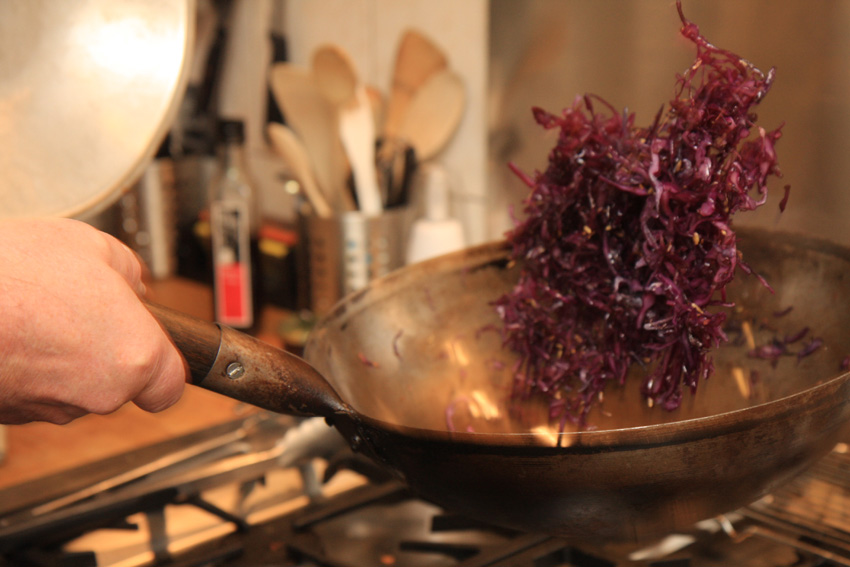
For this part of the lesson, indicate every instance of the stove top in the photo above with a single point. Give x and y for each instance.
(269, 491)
...
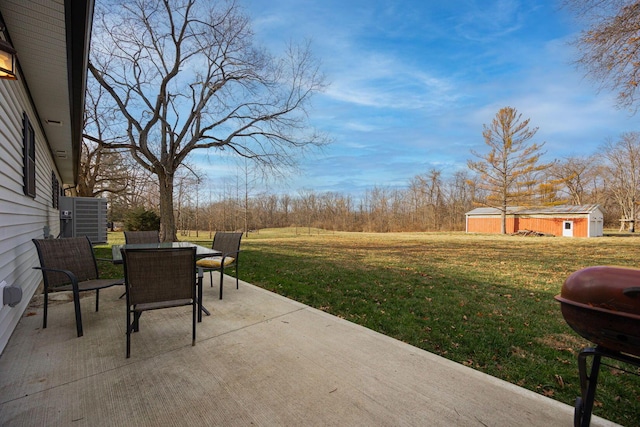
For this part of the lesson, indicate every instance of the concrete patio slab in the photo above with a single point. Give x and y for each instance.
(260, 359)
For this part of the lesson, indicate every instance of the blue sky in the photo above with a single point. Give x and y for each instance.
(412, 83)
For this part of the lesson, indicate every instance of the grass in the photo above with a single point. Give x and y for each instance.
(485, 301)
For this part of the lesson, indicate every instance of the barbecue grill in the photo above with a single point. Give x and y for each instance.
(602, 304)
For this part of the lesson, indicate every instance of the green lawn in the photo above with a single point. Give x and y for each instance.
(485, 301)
---
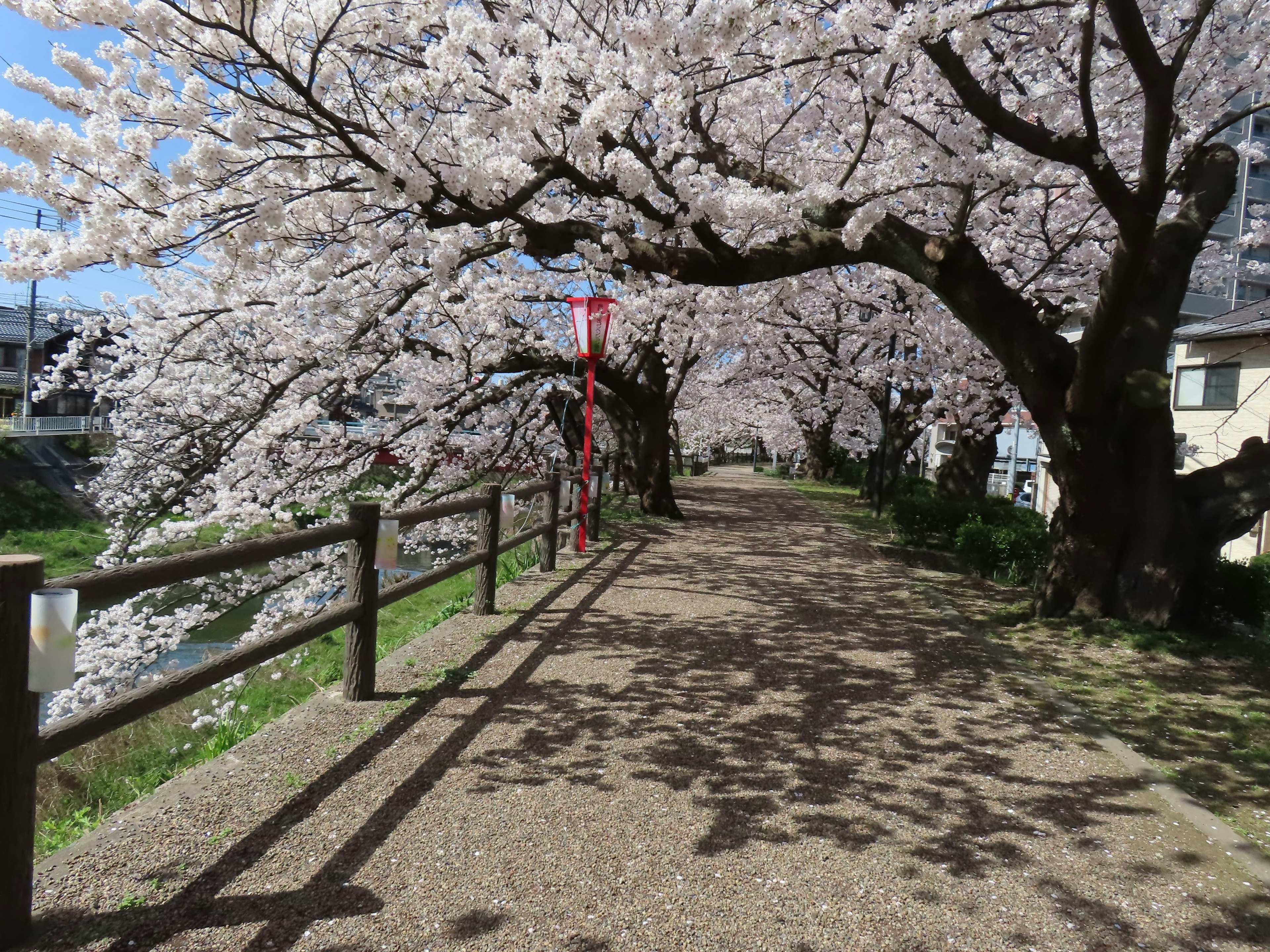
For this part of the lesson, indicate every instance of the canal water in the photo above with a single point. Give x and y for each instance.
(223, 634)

Task objective: How many lines in the entries above contain the word "blue"? Reply with the number alone.

Exercise response: 1